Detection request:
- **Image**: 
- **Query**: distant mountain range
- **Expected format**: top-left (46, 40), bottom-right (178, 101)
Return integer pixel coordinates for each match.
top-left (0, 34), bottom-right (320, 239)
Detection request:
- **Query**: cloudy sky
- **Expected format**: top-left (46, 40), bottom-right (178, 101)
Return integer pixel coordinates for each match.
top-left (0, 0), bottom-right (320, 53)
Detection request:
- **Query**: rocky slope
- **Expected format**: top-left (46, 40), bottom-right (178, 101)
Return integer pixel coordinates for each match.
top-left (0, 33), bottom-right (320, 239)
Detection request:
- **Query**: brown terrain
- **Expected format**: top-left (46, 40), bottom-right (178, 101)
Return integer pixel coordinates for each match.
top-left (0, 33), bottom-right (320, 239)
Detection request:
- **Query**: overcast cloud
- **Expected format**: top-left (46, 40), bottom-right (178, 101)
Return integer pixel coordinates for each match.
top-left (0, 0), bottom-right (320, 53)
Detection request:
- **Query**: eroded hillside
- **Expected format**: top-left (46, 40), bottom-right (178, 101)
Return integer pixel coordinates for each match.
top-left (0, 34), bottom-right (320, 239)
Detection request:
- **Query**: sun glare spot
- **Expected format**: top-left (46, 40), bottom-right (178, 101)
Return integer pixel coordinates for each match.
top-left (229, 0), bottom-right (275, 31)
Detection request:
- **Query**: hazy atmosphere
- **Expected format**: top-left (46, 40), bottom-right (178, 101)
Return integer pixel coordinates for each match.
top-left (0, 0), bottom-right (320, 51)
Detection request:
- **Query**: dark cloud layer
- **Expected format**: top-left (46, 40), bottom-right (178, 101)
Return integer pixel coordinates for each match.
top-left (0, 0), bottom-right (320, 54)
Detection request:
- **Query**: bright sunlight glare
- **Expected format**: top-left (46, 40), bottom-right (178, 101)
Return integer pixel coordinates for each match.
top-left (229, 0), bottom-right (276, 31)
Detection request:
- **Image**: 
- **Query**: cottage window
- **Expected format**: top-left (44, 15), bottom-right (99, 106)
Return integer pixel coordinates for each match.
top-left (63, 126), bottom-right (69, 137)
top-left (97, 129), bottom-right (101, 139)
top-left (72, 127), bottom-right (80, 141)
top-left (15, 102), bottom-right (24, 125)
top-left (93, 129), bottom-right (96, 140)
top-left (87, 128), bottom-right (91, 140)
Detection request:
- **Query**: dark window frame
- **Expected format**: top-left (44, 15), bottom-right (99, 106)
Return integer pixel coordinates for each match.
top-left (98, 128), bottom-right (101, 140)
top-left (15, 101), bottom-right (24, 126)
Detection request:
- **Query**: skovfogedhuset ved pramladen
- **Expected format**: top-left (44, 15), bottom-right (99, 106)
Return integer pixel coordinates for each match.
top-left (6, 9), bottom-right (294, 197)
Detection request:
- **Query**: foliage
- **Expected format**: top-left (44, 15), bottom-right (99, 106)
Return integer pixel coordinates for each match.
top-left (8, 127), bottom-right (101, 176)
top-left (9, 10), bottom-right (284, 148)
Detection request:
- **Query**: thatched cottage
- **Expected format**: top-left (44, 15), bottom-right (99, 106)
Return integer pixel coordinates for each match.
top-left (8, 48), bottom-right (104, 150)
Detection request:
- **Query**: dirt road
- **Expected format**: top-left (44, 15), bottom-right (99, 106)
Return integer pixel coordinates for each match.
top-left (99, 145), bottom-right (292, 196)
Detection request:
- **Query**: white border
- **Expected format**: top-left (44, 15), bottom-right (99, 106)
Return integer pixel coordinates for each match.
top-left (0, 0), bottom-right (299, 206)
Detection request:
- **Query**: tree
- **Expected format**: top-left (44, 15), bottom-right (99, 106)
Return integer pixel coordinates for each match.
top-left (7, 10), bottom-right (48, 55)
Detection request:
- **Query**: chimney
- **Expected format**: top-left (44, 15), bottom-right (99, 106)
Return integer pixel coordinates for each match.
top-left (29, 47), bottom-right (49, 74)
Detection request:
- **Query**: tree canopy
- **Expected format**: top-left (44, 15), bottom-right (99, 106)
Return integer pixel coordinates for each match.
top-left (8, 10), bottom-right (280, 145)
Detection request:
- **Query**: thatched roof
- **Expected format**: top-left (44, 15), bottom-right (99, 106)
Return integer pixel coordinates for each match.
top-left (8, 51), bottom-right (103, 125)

════

The exercise -> Copy out every line of the material above that contains the word "dark".

Task output ->
- **Query**: dark cloud layer
- **Query**: dark window frame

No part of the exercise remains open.